▶ **OBJECTIVE**:
Gather every line of the listing that contains the word "instance" and copy each of those lines in full.

▶ **EXERCISE INPUTS**:
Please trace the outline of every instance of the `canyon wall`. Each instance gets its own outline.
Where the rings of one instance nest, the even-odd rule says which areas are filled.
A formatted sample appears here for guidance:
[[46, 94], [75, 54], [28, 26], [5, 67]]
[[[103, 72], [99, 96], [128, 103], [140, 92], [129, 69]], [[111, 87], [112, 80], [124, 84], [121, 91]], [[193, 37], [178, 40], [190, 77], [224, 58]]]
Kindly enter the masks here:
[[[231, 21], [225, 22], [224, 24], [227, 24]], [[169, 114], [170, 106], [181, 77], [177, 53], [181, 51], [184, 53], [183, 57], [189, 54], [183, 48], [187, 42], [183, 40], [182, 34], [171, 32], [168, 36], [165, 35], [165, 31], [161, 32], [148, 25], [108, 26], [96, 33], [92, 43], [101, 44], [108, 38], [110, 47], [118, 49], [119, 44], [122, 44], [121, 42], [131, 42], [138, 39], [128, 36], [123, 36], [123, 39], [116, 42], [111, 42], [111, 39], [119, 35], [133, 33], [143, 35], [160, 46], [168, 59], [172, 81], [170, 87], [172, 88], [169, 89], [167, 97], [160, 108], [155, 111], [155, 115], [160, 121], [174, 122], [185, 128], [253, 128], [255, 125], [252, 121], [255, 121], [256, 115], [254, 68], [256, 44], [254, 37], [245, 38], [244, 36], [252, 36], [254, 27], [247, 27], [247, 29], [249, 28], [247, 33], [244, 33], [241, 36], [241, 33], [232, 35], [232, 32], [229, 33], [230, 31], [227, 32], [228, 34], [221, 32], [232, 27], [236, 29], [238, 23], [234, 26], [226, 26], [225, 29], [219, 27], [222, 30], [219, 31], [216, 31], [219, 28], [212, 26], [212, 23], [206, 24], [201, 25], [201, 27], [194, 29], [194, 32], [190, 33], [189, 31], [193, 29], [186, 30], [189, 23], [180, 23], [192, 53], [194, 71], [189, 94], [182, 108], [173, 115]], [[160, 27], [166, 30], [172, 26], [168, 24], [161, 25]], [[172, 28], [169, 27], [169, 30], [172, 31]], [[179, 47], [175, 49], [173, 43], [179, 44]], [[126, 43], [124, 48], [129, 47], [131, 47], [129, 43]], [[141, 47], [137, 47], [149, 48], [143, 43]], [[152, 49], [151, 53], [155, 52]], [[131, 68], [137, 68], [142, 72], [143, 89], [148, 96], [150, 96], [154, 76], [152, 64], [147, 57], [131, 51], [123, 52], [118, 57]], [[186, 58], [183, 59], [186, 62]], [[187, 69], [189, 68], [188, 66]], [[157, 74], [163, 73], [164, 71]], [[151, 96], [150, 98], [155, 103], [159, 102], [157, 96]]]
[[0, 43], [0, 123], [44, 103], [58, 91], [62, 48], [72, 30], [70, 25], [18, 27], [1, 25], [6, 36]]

▶ **OUTPUT OF THE TASK**:
Please trace the outline of every instance of the `canyon wall`. Each instance gets its own outline.
Where the rings of one instance nest, the even-odd rule says which areas are filled.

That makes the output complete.